We observed a trend of increased chromatin accessibility in circulating CD4+ T-cells with advancing age (Supplemental Figure 4A). Heat maps of accessible peaks revealed two distinct clusters corresponding to genes more accessible in younger versus older patients (Supplemental Figure 4B). The accessible genes comprising the older patients’ cluster were related to immune activity pathways, such as the JUN-AP1 and BACH2-BATF motifs, interferon response factor IRF2 and T-cell proliferation regulator TNFSF8 (Supplemental Figure 4C, D). CIBSERSORT assignment of the CD4+ T-cell subsets based on ATAC-seq signatures did not display any statistically significant or consistent trends between the three age categories (Supplemental Figure 4F). These findings are in line with previous findings of immune system aging (Keenan and Allan, 2019) and indicate that the effects of aging on CD4+ T-cell chromatin accessibility is not a major mechanism of SSc pathobiology.
Serum autoantibody profiles are correlated with Th2-related pathways in SSc
Serum autoantibodies in SSc patients were the most significant non-sex related factor associated with CD4+ T-cell ATAC-seq peaks (Figure 1B, Supplemental Figure 1E). When patients were grouped by autoantibody profile, the most pronounced peak differences were observed at the latest time point collected (data from 3rd timepoint shown), potentially because of prolonged disease progression. Thus, we utilized the third timepoint data for subsequent autoantibody-related analyses. Additionally, we included all patients with available ACA and RNAIII antibody data since there was very little overlap of total differential peaks across timepoints between each of the comparison factors (i.e., age, sex, treatment, etc., Figure 1C), Table 1).
ACA and RNAIII antibodies are mutually exclusive in > 95% of patients (Domsic and Medsger, 2016) and are associated with different clinical outcomes (e.g., pulmonary arterial hypertension and scleroderma renal crisis most commonly present in ACA and RNAIII-positive SSc patients, respectively) (Nguyen et al., 2010; Odler et al., 2018; Steen et al., 2007). Given these clinical attributes, the lack of a significant number of Scl70 patients, and the consistent presence of ANA in nearly every patient, we focused our autoantibody analyses on differences arising from ACA and RNAIII expression (Table 1). A point of interest comes from patient 1837, who was not included in our ACA analysis due to lack of an ACA confirmatory test. However, since patient 1837 has confirmed expression of RNAIII autoantibodies, we can reasonably infer the absence of ACA (Domsic and Medsger, 2016). Furthermore, the ATAC-seq profile of subject 1837 clustered independently with the ACA negative patients, suggesting that chromatin accessibility profiles may predict autoantibody expression.

* * *

_Task item 1_
In the CD4+ T-cell chromatin excerpt, retype the passage from "Serum autoantibody profiles" to "1C), Table 1).".
_Task item 2_
Translate this sentence from the CD4+ T-cell chromatin excerpt into Spanish: "Thus, we utilized the third timepoint data for subsequent autoantibody-related analyses."
The rows play no part in the work on the CD4+ T-cell chromatin excerpt.

Stored data entries
* * *

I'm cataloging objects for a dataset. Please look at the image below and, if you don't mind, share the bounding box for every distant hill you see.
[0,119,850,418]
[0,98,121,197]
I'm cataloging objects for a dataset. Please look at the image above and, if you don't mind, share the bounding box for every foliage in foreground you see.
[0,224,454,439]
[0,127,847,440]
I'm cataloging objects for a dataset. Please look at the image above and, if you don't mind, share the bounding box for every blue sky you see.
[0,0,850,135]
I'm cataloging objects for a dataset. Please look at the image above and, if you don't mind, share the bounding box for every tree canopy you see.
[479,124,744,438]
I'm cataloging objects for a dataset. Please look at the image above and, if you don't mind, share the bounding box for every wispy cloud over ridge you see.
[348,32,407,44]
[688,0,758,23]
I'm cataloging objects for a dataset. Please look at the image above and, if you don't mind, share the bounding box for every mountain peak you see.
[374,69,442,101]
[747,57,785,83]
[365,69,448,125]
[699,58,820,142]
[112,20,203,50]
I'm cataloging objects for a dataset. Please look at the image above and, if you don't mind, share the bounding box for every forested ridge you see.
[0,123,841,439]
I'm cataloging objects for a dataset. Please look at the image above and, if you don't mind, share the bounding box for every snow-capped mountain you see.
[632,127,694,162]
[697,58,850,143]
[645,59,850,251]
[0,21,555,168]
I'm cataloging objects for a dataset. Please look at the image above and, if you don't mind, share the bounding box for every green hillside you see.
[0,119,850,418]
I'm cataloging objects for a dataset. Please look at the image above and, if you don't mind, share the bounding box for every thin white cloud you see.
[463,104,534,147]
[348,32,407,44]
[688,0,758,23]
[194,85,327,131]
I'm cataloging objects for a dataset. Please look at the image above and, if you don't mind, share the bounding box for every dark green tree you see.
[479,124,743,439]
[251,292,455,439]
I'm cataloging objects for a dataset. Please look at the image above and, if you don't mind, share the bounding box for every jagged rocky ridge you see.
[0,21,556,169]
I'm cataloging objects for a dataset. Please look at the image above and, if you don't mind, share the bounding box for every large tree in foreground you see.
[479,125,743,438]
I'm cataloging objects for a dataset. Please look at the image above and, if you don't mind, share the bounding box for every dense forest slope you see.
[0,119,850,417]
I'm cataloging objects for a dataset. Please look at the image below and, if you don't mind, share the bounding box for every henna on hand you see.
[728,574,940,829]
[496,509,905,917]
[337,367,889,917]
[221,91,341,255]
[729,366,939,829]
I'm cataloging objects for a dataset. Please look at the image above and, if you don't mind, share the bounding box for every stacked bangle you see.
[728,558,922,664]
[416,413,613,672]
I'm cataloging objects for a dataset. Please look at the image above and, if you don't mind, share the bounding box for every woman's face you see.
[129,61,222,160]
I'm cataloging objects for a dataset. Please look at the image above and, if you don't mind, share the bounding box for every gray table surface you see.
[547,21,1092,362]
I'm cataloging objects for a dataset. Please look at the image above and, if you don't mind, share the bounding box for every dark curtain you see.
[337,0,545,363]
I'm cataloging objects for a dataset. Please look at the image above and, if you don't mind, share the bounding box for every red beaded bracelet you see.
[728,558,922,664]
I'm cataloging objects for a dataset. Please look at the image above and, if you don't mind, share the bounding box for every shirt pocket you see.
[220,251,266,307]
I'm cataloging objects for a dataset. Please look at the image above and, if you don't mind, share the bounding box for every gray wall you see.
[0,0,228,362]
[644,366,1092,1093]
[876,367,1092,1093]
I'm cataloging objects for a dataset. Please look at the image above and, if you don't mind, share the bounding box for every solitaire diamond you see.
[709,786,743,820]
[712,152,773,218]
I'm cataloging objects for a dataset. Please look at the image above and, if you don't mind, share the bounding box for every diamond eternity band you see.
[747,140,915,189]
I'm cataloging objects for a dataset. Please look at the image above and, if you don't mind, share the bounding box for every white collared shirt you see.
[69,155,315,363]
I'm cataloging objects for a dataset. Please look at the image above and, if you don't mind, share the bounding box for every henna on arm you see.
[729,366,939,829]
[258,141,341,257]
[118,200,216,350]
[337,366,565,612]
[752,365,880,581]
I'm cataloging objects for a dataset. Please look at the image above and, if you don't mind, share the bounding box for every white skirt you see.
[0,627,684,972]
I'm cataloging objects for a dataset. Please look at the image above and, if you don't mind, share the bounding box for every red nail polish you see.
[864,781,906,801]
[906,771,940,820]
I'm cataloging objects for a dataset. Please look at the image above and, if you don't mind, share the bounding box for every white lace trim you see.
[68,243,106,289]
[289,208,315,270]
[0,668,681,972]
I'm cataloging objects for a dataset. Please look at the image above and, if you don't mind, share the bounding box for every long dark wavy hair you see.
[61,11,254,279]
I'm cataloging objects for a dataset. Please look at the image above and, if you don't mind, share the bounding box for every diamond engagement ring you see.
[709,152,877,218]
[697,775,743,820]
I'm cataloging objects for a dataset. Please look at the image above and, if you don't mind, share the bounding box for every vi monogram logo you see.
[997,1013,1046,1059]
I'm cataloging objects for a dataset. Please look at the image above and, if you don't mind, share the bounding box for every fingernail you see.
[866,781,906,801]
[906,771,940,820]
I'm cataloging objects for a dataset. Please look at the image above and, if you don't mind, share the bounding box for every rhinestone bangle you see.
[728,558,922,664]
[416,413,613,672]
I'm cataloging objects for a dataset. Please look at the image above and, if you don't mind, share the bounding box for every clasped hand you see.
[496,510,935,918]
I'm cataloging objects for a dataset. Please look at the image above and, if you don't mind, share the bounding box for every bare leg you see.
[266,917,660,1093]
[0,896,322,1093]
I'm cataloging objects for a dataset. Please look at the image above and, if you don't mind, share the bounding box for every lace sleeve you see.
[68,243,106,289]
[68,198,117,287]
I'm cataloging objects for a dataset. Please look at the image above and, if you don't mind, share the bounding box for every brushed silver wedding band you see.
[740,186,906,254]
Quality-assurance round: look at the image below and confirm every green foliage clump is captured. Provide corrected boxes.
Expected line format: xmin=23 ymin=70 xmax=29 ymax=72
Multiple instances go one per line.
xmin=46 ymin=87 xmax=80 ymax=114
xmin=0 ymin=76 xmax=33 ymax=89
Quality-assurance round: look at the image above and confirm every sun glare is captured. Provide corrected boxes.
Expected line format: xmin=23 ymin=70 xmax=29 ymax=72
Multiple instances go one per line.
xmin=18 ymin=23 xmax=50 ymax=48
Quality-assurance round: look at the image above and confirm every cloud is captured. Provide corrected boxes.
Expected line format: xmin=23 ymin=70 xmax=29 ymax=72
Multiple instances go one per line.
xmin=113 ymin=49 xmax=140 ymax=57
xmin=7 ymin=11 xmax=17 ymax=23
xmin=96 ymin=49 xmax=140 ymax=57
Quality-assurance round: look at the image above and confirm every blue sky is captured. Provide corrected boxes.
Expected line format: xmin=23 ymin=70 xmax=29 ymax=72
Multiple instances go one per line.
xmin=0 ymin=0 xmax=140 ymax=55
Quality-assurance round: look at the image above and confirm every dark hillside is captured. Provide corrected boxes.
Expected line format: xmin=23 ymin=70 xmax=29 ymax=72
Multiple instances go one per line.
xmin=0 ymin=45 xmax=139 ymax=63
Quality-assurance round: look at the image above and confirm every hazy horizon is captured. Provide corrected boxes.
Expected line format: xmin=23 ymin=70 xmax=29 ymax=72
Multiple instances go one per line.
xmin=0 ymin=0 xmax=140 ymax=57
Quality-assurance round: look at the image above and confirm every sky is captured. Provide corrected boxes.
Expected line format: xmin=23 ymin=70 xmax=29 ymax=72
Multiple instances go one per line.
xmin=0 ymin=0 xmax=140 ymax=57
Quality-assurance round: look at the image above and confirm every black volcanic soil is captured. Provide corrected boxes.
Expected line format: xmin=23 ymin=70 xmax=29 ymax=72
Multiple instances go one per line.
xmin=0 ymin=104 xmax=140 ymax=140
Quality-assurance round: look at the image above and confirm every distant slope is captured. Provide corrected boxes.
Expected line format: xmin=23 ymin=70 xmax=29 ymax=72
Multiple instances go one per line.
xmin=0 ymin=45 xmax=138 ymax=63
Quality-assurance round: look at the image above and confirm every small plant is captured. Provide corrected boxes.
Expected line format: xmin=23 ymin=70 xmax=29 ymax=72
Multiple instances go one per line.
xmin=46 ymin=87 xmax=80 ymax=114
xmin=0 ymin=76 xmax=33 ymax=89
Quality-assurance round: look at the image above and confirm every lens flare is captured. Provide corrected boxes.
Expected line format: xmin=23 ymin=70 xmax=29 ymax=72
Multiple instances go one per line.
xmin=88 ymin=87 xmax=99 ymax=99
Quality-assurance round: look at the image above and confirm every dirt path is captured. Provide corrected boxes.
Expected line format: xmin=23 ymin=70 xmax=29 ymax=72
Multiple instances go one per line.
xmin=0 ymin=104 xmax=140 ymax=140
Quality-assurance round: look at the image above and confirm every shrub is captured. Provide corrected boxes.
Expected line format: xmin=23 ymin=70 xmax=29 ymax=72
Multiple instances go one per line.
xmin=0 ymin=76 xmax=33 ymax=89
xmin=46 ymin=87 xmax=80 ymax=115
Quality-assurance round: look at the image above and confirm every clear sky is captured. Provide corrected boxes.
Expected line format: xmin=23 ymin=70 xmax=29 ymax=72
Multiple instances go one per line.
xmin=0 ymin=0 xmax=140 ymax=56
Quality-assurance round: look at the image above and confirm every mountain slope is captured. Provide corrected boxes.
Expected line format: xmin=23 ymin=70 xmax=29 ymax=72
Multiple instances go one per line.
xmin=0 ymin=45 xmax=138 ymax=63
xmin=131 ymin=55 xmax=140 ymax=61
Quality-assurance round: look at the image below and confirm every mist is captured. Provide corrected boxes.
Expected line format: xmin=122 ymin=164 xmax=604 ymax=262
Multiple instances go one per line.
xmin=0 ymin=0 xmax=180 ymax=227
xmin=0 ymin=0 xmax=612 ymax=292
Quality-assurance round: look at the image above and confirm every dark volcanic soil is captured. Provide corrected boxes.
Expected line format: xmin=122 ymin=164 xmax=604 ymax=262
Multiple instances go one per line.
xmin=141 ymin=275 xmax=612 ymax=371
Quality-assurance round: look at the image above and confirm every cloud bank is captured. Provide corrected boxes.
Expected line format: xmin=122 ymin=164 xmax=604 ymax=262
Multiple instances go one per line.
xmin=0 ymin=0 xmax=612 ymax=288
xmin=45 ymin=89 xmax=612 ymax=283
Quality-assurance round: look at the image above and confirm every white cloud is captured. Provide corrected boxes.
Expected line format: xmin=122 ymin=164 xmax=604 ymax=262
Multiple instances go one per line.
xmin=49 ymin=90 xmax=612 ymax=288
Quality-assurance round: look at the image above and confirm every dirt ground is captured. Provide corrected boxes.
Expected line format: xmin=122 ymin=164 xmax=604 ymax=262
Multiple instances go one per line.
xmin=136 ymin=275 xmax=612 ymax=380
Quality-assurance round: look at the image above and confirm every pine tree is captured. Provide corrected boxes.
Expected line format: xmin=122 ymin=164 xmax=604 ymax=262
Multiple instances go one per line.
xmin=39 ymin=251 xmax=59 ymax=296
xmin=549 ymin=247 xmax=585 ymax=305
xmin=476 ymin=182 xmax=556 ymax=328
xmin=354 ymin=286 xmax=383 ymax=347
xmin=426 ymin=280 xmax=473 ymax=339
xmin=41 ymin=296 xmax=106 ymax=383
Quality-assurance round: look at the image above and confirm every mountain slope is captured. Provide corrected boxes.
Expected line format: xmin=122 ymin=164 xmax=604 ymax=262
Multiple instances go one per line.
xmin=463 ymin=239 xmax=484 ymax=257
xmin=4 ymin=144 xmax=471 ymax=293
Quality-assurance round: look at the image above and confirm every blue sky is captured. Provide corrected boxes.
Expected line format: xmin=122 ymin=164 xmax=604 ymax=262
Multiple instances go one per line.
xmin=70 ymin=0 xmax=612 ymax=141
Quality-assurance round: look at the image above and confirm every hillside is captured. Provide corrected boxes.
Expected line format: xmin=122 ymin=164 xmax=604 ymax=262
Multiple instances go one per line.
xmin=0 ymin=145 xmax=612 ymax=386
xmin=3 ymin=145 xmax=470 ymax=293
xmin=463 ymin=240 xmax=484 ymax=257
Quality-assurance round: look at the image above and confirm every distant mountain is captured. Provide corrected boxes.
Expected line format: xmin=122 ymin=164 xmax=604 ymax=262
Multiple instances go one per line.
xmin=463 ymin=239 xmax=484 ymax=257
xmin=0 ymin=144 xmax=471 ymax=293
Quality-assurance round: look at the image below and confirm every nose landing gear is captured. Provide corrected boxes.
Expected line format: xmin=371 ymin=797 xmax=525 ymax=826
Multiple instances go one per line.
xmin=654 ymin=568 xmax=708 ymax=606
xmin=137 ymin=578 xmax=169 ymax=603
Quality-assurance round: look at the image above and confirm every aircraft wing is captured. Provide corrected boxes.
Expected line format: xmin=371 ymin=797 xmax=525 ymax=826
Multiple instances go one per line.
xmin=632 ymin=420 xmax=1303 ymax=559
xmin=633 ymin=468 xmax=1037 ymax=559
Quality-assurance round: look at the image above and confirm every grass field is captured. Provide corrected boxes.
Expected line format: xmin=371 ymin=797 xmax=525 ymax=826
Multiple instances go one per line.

* * *

_Task solution 1_
Serum autoantibody profiles are correlated with Th2-related pathways in SSc
Serum autoantibodies in SSc patients were the most significant non-sex related factor associated with CD4+ T-cell ATAC-seq peaks (Figure 1B, Supplemental Figure 1E). When patients were grouped by autoantibody profile, the most pronounced peak differences were observed at the latest time point collected (data from 3rd timepoint shown), potentially because of prolonged disease progression. Thus, we utilized the third timepoint data for subsequent autoantibody-related analyses. Additionally, we included all patients with available ACA and RNAIII antibody data since there was very little overlap of total differential peaks across timepoints between each of the comparison factors (i.e., age, sex, treatment, etc., Figure 1C), Table 1).

_Task solution 2_
Por lo tanto, utilizamos los datos del tercer punto temporal para los análisis posteriores relacionados con los autoanticuerpos.